Information supplied section start
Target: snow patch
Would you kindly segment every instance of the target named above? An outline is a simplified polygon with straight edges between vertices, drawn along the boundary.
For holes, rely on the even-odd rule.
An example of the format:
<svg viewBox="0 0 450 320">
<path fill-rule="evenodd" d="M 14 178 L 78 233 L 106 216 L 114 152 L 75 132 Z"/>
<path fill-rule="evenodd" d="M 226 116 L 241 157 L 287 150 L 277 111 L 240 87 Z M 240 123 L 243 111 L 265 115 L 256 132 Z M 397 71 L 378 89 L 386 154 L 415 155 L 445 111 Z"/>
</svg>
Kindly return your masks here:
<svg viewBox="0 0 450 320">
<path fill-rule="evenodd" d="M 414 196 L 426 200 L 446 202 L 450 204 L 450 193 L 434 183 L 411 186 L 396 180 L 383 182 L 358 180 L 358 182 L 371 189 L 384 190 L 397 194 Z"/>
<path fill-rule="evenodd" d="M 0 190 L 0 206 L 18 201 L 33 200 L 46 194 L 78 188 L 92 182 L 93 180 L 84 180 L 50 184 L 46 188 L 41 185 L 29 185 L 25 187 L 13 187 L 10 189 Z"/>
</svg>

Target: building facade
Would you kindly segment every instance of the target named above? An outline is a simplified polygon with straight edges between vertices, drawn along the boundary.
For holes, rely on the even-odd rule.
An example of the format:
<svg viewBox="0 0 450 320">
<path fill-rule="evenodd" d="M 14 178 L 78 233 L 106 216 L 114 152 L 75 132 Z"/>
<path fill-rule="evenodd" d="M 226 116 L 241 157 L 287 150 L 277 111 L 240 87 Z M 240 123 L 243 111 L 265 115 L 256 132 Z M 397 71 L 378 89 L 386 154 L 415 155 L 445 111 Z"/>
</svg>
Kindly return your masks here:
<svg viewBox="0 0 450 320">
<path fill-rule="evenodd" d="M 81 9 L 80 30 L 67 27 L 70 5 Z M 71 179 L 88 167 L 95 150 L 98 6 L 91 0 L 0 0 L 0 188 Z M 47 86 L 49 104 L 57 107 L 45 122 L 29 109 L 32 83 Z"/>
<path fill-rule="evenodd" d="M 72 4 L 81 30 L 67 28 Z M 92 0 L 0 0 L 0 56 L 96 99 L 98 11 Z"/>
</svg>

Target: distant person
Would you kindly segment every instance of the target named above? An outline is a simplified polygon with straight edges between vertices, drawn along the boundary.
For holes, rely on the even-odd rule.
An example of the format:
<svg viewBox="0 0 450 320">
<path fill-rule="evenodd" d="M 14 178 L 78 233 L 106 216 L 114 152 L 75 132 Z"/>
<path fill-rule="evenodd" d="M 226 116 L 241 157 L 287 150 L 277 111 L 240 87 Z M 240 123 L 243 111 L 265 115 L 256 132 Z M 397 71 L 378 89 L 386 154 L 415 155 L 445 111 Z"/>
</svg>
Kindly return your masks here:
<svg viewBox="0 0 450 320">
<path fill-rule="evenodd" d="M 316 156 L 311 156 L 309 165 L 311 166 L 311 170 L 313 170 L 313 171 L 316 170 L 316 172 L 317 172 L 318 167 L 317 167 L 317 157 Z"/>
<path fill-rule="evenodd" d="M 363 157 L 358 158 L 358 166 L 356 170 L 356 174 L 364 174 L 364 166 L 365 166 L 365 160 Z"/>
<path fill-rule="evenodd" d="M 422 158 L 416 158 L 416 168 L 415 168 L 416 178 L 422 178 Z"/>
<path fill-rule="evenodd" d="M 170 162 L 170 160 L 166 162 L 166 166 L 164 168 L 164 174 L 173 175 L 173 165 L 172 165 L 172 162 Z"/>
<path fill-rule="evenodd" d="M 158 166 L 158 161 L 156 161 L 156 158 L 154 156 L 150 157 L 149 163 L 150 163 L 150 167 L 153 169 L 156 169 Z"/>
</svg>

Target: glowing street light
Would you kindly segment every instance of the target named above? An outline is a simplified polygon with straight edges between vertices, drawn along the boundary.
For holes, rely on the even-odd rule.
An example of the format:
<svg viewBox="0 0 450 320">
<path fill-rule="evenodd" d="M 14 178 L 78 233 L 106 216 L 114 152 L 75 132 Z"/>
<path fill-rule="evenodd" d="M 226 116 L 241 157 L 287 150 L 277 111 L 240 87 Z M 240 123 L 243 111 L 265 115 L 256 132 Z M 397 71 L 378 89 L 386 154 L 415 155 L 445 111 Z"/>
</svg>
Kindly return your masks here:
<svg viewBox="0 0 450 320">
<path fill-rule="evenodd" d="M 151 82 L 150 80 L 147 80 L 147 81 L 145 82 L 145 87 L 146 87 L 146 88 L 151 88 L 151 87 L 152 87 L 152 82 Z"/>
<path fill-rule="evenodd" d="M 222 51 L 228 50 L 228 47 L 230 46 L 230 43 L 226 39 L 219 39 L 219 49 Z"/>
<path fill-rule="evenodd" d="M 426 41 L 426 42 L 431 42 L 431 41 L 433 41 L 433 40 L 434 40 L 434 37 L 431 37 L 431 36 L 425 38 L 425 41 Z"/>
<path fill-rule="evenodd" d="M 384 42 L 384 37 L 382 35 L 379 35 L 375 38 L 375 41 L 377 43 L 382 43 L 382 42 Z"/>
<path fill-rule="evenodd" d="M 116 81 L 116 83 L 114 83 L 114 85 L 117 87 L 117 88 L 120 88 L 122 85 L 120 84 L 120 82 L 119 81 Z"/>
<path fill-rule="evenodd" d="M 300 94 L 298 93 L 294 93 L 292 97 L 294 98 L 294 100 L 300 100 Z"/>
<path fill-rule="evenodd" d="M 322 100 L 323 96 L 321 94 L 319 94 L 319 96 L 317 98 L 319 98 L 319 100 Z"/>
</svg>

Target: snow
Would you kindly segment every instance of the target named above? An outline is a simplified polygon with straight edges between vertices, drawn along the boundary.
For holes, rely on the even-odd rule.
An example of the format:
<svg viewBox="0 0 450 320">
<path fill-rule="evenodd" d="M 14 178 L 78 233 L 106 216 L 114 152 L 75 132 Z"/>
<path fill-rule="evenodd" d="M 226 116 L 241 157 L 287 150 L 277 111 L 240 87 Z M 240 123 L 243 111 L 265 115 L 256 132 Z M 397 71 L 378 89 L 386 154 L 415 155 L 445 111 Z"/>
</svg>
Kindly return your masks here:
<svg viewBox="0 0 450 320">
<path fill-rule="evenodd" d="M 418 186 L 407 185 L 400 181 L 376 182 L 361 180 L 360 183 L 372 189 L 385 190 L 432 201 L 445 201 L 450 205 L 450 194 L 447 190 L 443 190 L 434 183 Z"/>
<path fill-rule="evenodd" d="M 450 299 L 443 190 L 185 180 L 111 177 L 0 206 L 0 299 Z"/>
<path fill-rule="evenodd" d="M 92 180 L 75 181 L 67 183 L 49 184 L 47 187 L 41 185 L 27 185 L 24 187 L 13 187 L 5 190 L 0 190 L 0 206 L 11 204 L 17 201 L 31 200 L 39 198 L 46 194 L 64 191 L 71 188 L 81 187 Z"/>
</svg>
Information supplied section end
Exercise brief>
Each line above should be duplicated without any alteration.

Solution to the problem>
Target: snow patch
Would you kindly segment every instance of the target named above? An outline is a simplified polygon with straight edges between vertices, drawn along the boundary.
For holes, rely on the even-odd rule.
An example of the format:
<svg viewBox="0 0 450 320">
<path fill-rule="evenodd" d="M 14 178 L 78 233 L 106 216 L 114 152 L 75 132 Z"/>
<path fill-rule="evenodd" d="M 226 116 L 241 157 L 287 150 L 277 111 L 240 87 Z M 240 123 L 243 111 L 265 115 L 256 132 Z M 397 71 L 378 89 L 386 154 L 415 155 L 445 111 Z"/>
</svg>
Kindly return your masks here:
<svg viewBox="0 0 450 320">
<path fill-rule="evenodd" d="M 414 196 L 426 200 L 446 202 L 450 204 L 450 193 L 434 183 L 411 186 L 396 180 L 383 182 L 358 180 L 358 182 L 371 189 L 384 190 L 397 194 Z"/>
<path fill-rule="evenodd" d="M 0 190 L 0 206 L 18 201 L 33 200 L 46 194 L 78 188 L 92 182 L 93 180 L 84 180 L 50 184 L 46 188 L 41 185 L 29 185 L 25 187 L 13 187 L 10 189 Z"/>
</svg>

Target: building facade
Would you kindly segment every instance of the target named above? An outline is a simplified polygon with straight edges between vertices, drawn along the boundary.
For holes, rely on the even-odd rule.
An example of the format:
<svg viewBox="0 0 450 320">
<path fill-rule="evenodd" d="M 14 178 L 78 233 L 106 216 L 114 152 L 75 132 Z"/>
<path fill-rule="evenodd" d="M 226 116 L 241 157 L 287 150 L 277 111 L 240 87 Z M 240 123 L 243 111 L 265 115 L 256 132 Z M 397 71 L 378 89 L 386 154 L 415 155 L 445 111 Z"/>
</svg>
Kindly return your masks here:
<svg viewBox="0 0 450 320">
<path fill-rule="evenodd" d="M 81 9 L 80 30 L 67 27 L 70 5 Z M 71 179 L 88 167 L 95 150 L 98 6 L 91 0 L 0 0 L 0 188 Z M 47 86 L 49 104 L 57 107 L 45 122 L 29 109 L 32 83 Z"/>
<path fill-rule="evenodd" d="M 72 4 L 81 30 L 67 28 Z M 92 0 L 0 0 L 0 56 L 96 99 L 98 11 Z"/>
</svg>

Target: distant person
Would you kindly segment every instance of the target named above? An outline is a simplified polygon with straight edges between vertices, drawn along the boundary.
For holes, rely on the even-odd rule.
An example of the format:
<svg viewBox="0 0 450 320">
<path fill-rule="evenodd" d="M 14 178 L 78 233 L 106 216 L 114 152 L 75 132 Z"/>
<path fill-rule="evenodd" d="M 226 116 L 241 157 L 287 150 L 277 111 L 240 87 Z M 240 123 L 243 111 L 265 115 L 256 132 Z M 397 71 L 378 89 L 386 154 L 415 155 L 445 111 Z"/>
</svg>
Kindly return your masks here:
<svg viewBox="0 0 450 320">
<path fill-rule="evenodd" d="M 316 156 L 311 156 L 309 165 L 311 166 L 311 170 L 313 170 L 313 171 L 316 170 L 316 172 L 317 172 L 318 167 L 317 167 L 317 157 Z"/>
<path fill-rule="evenodd" d="M 363 157 L 358 158 L 358 166 L 356 170 L 356 174 L 364 174 L 364 166 L 365 166 L 365 160 Z"/>
<path fill-rule="evenodd" d="M 422 158 L 416 158 L 416 168 L 415 168 L 416 178 L 422 178 Z"/>
<path fill-rule="evenodd" d="M 170 162 L 170 160 L 166 162 L 166 166 L 164 168 L 164 174 L 173 175 L 173 165 L 172 165 L 172 162 Z"/>
<path fill-rule="evenodd" d="M 158 166 L 158 161 L 156 161 L 156 158 L 154 156 L 150 157 L 149 163 L 150 163 L 150 167 L 153 169 L 156 169 Z"/>
</svg>

Target: glowing street light
Would you kindly segment every instance of the target named above? An outline is a simplified polygon with straight edges between vertices, drawn along the boundary.
For holes, rely on the even-odd rule.
An example of the format:
<svg viewBox="0 0 450 320">
<path fill-rule="evenodd" d="M 14 178 L 78 233 L 106 216 L 114 152 L 75 132 Z"/>
<path fill-rule="evenodd" d="M 226 116 L 241 157 L 287 150 L 277 111 L 240 87 Z M 240 123 L 243 111 L 265 115 L 256 132 Z M 397 71 L 378 89 L 386 154 L 415 155 L 445 111 Z"/>
</svg>
Kindly return your masks here:
<svg viewBox="0 0 450 320">
<path fill-rule="evenodd" d="M 151 82 L 150 80 L 147 80 L 147 81 L 145 82 L 145 87 L 146 87 L 146 88 L 151 88 L 151 87 L 152 87 L 152 82 Z"/>
<path fill-rule="evenodd" d="M 222 51 L 228 50 L 228 47 L 230 46 L 230 43 L 226 39 L 219 39 L 219 49 Z"/>
<path fill-rule="evenodd" d="M 426 41 L 426 42 L 431 42 L 431 41 L 433 41 L 433 40 L 434 40 L 434 37 L 431 37 L 431 36 L 425 38 L 425 41 Z"/>
<path fill-rule="evenodd" d="M 384 42 L 384 37 L 382 35 L 379 35 L 375 38 L 375 41 L 377 43 L 382 43 L 382 42 Z"/>
<path fill-rule="evenodd" d="M 116 81 L 116 83 L 114 83 L 114 85 L 117 87 L 117 88 L 120 88 L 122 85 L 120 84 L 120 82 L 119 81 Z"/>
<path fill-rule="evenodd" d="M 300 94 L 298 93 L 294 93 L 292 97 L 294 98 L 294 100 L 300 100 Z"/>
<path fill-rule="evenodd" d="M 322 100 L 323 96 L 321 94 L 319 94 L 319 96 L 317 98 L 319 98 L 319 100 Z"/>
</svg>

Target: snow
Would you kindly segment every instance of the target named above? An outline is a simplified polygon with straight edges between vertices, drawn along the boundary.
For holes, rely on the even-odd rule.
An example of the format:
<svg viewBox="0 0 450 320">
<path fill-rule="evenodd" d="M 14 178 L 78 233 L 106 216 L 114 152 L 75 132 Z"/>
<path fill-rule="evenodd" d="M 226 116 L 241 157 L 287 150 L 277 111 L 240 87 Z M 240 123 L 243 111 L 265 115 L 256 132 Z M 397 71 L 378 89 L 386 154 L 415 155 L 445 111 Z"/>
</svg>
Kindly return your masks here:
<svg viewBox="0 0 450 320">
<path fill-rule="evenodd" d="M 418 186 L 407 185 L 400 181 L 376 182 L 361 180 L 360 183 L 372 189 L 385 190 L 432 201 L 445 201 L 450 205 L 450 194 L 447 190 L 443 190 L 434 183 Z"/>
<path fill-rule="evenodd" d="M 450 299 L 443 190 L 185 180 L 111 177 L 0 206 L 0 299 Z"/>
<path fill-rule="evenodd" d="M 92 180 L 75 181 L 67 183 L 49 184 L 47 187 L 41 185 L 27 185 L 24 187 L 13 187 L 5 190 L 0 190 L 0 206 L 11 204 L 17 201 L 31 200 L 39 198 L 46 194 L 64 191 L 71 188 L 81 187 Z"/>
</svg>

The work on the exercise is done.